▶ [Short problem]:
Print the stretch of lines below word for word, from the line containing "For the benchmark, mark each instance of the man's ear" through the very last line.

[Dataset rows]
++++++

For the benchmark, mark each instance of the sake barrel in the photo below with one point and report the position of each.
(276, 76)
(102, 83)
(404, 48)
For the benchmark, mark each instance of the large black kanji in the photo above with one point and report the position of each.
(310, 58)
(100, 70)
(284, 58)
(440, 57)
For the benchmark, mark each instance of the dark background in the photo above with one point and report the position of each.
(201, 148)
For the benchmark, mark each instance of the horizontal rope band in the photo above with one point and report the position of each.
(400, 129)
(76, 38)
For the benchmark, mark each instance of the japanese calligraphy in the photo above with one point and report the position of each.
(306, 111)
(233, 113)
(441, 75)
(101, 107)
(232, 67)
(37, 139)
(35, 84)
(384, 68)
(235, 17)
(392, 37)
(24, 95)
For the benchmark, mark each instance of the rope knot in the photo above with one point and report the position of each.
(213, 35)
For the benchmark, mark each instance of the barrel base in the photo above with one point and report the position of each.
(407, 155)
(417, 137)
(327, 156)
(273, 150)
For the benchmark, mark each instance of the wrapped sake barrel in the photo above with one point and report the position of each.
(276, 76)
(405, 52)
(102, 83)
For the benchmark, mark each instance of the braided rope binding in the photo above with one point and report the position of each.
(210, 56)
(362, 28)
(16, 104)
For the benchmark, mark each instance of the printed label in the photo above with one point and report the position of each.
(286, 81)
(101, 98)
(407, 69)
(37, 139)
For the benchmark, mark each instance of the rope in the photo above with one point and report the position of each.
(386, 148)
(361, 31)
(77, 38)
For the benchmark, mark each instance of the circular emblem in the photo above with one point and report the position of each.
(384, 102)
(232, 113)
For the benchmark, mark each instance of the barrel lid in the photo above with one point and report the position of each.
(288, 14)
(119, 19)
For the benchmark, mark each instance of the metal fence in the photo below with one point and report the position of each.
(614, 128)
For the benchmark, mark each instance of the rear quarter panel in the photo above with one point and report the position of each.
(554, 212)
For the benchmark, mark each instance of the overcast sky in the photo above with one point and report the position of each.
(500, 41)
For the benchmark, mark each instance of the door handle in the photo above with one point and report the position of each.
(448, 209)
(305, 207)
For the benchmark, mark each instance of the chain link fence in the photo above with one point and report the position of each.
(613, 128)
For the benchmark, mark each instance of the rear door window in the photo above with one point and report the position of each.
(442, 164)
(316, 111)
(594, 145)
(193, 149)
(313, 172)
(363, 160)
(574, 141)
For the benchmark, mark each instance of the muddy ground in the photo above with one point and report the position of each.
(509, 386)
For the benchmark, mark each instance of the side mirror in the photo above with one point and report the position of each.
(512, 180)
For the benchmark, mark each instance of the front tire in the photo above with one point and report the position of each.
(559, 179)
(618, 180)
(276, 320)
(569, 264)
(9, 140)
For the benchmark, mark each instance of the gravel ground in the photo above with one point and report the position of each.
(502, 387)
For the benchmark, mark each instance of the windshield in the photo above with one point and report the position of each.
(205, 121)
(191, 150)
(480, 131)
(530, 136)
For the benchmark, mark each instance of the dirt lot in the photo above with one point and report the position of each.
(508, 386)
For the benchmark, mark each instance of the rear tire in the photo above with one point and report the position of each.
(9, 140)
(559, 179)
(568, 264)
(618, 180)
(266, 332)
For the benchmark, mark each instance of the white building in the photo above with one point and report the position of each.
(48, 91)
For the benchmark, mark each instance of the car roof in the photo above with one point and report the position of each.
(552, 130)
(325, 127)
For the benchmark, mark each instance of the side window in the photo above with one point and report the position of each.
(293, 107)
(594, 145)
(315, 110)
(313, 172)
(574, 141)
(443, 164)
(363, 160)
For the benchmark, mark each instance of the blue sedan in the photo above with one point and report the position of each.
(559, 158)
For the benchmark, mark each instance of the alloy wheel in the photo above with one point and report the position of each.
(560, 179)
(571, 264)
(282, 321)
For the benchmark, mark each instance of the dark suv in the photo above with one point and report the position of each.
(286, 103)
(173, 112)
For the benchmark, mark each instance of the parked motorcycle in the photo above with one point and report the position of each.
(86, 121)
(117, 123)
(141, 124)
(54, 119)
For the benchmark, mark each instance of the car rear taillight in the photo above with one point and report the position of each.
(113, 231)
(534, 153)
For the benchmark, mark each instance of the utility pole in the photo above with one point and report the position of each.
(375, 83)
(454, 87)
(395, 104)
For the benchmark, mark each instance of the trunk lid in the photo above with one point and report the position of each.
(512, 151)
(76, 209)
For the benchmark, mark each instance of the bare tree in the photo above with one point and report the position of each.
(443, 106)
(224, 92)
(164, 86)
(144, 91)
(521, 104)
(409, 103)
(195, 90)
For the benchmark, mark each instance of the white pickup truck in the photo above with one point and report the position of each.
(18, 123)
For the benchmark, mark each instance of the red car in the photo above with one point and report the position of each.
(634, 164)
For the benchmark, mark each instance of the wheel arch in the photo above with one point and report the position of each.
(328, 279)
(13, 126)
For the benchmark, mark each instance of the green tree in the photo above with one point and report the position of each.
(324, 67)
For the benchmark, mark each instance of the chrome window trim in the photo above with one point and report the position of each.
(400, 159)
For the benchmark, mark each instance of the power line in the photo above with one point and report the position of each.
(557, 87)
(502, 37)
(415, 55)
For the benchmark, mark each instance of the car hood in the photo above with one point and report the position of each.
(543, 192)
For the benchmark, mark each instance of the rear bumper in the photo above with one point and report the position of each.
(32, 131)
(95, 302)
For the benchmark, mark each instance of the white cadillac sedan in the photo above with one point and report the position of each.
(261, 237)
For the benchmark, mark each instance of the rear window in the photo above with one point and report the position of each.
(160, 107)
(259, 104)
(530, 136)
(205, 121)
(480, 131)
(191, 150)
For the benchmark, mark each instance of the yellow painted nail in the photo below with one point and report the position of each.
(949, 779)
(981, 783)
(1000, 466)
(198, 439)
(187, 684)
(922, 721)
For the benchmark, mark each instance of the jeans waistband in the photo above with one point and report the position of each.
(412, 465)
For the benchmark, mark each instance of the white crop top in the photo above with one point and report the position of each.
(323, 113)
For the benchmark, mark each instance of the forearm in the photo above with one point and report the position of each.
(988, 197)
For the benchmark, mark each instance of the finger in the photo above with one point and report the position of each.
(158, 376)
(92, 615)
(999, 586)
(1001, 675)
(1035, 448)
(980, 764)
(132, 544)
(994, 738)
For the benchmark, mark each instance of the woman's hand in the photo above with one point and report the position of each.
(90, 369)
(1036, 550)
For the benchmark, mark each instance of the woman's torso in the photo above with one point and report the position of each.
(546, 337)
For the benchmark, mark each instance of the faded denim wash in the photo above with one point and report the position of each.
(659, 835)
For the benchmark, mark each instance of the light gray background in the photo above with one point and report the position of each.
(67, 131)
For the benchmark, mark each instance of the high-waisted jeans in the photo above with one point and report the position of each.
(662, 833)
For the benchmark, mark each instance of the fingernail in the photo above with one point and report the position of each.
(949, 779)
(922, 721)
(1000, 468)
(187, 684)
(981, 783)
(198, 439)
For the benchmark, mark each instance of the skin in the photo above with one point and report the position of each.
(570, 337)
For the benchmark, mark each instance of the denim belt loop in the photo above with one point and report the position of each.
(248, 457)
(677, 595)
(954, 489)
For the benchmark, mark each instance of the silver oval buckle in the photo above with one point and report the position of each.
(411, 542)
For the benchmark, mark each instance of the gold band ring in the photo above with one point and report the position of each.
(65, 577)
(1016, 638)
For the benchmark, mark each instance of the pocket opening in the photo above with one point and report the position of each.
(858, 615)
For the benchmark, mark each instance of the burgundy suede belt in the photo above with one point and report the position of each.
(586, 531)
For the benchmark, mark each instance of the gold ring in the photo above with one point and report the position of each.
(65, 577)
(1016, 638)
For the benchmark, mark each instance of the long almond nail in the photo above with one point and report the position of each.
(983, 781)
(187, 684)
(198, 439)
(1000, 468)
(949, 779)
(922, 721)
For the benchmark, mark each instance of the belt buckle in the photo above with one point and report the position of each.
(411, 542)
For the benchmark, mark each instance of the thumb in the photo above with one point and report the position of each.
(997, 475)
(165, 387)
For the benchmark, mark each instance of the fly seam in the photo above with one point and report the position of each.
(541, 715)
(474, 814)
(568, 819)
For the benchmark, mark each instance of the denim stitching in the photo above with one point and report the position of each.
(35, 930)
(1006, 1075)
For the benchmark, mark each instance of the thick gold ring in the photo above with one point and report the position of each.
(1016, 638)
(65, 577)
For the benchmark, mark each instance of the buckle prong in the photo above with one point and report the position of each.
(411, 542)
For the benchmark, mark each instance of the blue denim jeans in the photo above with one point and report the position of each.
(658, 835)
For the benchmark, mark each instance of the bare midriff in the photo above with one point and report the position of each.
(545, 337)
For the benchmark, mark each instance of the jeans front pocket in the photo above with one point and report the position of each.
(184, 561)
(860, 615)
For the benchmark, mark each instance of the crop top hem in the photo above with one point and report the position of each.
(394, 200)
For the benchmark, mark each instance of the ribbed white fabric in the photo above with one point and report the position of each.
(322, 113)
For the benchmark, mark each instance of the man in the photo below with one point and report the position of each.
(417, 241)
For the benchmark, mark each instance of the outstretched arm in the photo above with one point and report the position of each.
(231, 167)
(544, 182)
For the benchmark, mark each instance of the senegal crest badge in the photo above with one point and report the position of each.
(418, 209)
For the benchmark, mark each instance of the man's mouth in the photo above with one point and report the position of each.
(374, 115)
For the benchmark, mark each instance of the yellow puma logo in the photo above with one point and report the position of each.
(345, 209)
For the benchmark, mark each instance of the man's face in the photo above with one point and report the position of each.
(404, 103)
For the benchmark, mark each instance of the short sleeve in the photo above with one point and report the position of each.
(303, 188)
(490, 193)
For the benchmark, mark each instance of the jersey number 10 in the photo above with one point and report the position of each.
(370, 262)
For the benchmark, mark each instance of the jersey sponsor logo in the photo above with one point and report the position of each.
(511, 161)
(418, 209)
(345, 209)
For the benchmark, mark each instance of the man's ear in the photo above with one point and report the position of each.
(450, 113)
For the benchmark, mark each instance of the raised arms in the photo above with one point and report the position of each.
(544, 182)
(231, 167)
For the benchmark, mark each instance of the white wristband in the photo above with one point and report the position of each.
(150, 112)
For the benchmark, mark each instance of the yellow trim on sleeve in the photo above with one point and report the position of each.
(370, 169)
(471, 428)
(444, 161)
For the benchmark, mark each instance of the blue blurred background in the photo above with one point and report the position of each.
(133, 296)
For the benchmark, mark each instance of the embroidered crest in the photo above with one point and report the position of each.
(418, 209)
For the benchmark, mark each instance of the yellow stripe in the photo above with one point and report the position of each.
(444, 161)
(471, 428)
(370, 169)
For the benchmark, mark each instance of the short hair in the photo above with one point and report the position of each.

++++++

▶ [Exercise result]:
For the benchmark, mark each instance of the man's ear in the photo above with one point and report the position of each.
(450, 113)
For the benchmark, mark each instance of the raised arms in the photo above with one point and report the position of each.
(544, 182)
(231, 167)
For the benchmark, mark each instance of the white wristband in the photo above with one point and report the position of each.
(150, 112)
For the benchmark, mark each instance of the yellow trim on sleeve in the photo above with one point and report the position of each.
(370, 169)
(471, 428)
(444, 161)
For the benchmark, mark each instance of the blue blurred background in the photo above with one point and report the position of each.
(133, 296)
For the benchmark, mark each instance of the embroidered crest in the photo above with one point and report the position of each.
(418, 209)
For the benchmark, mark each instance of the yellow stripe in the photo above with one point and report the position of each.
(444, 161)
(471, 428)
(370, 169)
For the benchmark, mark each instance of the short hair in the photo above with one point and report the position of each.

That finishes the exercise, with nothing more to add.